It has to be wrong when the law has been twisted to the extent that a private parking company can force you to prove your innocence in a court, when everyone else has the presumption of innocence until proven guilty


Woman charged £160 after stay at NCP multi-storey car park in Portsmouth city centre vows to take her fight to court

A WOMAN who claims she was unfairly ticketed in a Portsmouth car park says she will take her fight to court – and she is calling on others affected to form an action group.

Monday, 22nd February 2021, 9:47 pm

Joanne Etherington, of Hayling Island, received a parking charge from car park operator NCP after she parked in its multi-storey car park in Crasswell Street on August 16.

The 52-year-old carer had stayed for just under two hours, however when she went to pay, she said the machine would not accept her card.

She said: ‘I went to go and pay but the machine would not take my £2 coin as it was not accepting change due to Covid.

‘I went to put my card in instead and it just wouldn’t work.

‘Originally it would not accept it, and when I tried a second time, the transaction seemed to go through but two weeks later I received a charge notice saying I owed £160.

‘I have appealed but they say as several other payments had been made by other people on the same day then my appeal was not successful.

NCP car park in Crasswell Street, Portsmouth.

‘Now they are threatening to take me to court. I am more than happy to go in front of a district judge and say my case.

> [Work task A]:
Set down, word for word, the portion of the parking article starting with "It has to be" and going on through "accept her card.".
> [Work task B]:
Resume the article about the Portsmouth parking charge from the point where it stops.
The lines after this point have no connection to the parking article.

Entries of collected data:
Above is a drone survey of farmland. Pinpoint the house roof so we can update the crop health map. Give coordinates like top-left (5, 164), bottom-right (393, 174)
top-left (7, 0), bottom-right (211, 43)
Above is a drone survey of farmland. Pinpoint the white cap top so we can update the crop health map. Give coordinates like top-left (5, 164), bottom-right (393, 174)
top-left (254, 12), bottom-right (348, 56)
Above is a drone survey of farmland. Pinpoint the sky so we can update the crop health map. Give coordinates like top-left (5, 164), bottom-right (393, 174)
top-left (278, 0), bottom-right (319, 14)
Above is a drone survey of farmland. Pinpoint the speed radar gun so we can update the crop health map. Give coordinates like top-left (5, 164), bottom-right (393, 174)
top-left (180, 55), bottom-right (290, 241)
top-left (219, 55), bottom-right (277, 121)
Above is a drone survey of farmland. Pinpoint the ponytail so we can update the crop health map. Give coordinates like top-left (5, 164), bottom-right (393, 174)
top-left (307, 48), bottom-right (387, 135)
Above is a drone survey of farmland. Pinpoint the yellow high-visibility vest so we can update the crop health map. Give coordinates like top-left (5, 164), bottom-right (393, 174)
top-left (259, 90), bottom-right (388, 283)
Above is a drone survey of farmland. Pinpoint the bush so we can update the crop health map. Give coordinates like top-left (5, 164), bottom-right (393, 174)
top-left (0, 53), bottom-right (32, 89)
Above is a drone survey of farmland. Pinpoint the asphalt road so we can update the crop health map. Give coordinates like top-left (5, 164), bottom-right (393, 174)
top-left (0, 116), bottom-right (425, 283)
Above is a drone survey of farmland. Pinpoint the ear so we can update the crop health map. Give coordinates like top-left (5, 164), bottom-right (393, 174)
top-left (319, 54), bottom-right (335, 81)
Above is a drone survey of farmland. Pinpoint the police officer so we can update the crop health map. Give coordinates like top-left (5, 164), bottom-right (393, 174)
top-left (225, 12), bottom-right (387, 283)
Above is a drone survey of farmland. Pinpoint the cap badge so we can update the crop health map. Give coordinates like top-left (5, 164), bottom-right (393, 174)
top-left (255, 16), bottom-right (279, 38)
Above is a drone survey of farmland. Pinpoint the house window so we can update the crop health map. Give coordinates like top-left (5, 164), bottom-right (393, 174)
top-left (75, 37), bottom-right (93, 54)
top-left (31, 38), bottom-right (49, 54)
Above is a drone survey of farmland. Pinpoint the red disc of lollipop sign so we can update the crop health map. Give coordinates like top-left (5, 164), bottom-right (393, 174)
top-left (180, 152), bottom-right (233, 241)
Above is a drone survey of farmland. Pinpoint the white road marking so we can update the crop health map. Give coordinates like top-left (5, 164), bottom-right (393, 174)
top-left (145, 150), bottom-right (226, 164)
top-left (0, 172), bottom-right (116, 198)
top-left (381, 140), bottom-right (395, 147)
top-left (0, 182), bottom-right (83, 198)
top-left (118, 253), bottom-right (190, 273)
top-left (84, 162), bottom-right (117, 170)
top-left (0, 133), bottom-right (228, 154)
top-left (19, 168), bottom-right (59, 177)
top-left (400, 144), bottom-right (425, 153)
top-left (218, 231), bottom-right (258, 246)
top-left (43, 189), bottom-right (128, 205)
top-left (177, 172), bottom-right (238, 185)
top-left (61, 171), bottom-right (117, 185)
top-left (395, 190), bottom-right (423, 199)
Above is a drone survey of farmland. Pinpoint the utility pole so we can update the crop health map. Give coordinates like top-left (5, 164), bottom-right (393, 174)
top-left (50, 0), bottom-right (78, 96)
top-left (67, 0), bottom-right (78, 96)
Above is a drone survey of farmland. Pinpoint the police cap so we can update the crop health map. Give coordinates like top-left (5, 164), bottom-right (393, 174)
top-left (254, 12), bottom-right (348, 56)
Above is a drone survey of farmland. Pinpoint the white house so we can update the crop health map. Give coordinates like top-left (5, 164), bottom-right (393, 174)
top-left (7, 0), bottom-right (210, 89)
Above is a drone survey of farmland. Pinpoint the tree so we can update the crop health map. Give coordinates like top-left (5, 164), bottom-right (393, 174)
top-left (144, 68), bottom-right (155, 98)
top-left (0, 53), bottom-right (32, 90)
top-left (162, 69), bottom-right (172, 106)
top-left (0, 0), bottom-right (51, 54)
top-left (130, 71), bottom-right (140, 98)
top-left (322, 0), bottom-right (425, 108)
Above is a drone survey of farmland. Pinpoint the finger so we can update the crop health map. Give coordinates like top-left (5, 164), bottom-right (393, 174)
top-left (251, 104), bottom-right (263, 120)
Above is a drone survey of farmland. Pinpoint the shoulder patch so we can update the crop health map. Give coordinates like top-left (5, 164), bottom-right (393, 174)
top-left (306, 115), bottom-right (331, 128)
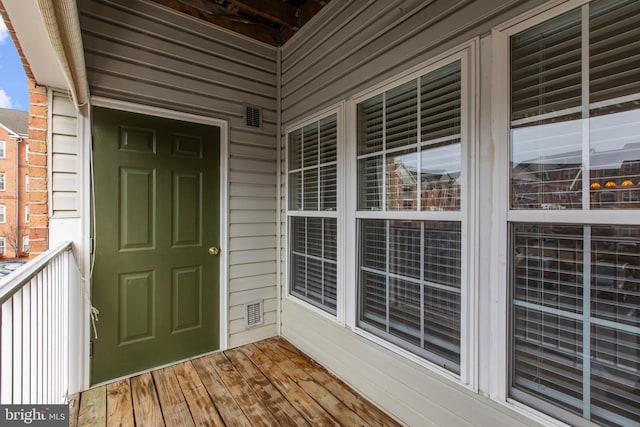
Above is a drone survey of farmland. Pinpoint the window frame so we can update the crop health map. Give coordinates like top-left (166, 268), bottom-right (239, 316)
top-left (487, 0), bottom-right (640, 425)
top-left (345, 38), bottom-right (480, 390)
top-left (282, 102), bottom-right (346, 325)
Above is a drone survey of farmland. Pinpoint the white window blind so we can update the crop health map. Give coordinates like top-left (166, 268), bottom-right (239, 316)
top-left (510, 0), bottom-right (640, 425)
top-left (288, 114), bottom-right (338, 314)
top-left (357, 60), bottom-right (462, 374)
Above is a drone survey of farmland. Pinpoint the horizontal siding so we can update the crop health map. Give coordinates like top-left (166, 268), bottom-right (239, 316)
top-left (78, 0), bottom-right (277, 346)
top-left (278, 0), bottom-right (545, 426)
top-left (282, 0), bottom-right (544, 125)
top-left (51, 91), bottom-right (80, 218)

> [Result A]:
It has to be wrong when the law has been twisted to the extent that a private parking company can force you to prove your innocence in a court, when everyone else has the presumption of innocence until proven guilty


Woman charged £160 after stay at NCP multi-storey car park in Portsmouth city centre vows to take her fight to court

A WOMAN who claims she was unfairly ticketed in a Portsmouth car park says she will take her fight to court – and she is calling on others affected to form an action group.

Monday, 22nd February 2021, 9:47 pm

Joanne Etherington, of Hayling Island, received a parking charge from car park operator NCP after she parked in its multi-storey car park in Crasswell Street on August 16.

The 52-year-old carer had stayed for just under two hours, however when she went to pay, she said the machine would not accept her card.

> [Result B]:
‘There is obviously a problem with the machine. I would like to get a group together to show that it’s not just me, that there are many more people having this problem.’

Joanne, a mum of three, got in touch with The News after reading about a similar case, where Allan and Sheila Birt, from Southsea, experienced problems paying by card in December, so left the car park after 11 minutes and still received a charge.

They said the machine was faulty, and that others had also been experiencing problems, however parking firm NCP said this was not the case. They have now settled their case after NCP agreed to drop the charge to £20.

Joanne said this was just one of many other cases that she has heard about.

She said: ‘It is just an easy way for them to make money, especially when fewer people are using their car parks due to the pandemic.

‘My case happened in August, Mr and Mrs Birt’s happened in December, so it just shows that NCP was aware there was a problem but that it has not been fixed.

‘How much money have they made in that time? It is a lot of hassle to appeal and the letters can come across as very threatening and official so other people may pay up.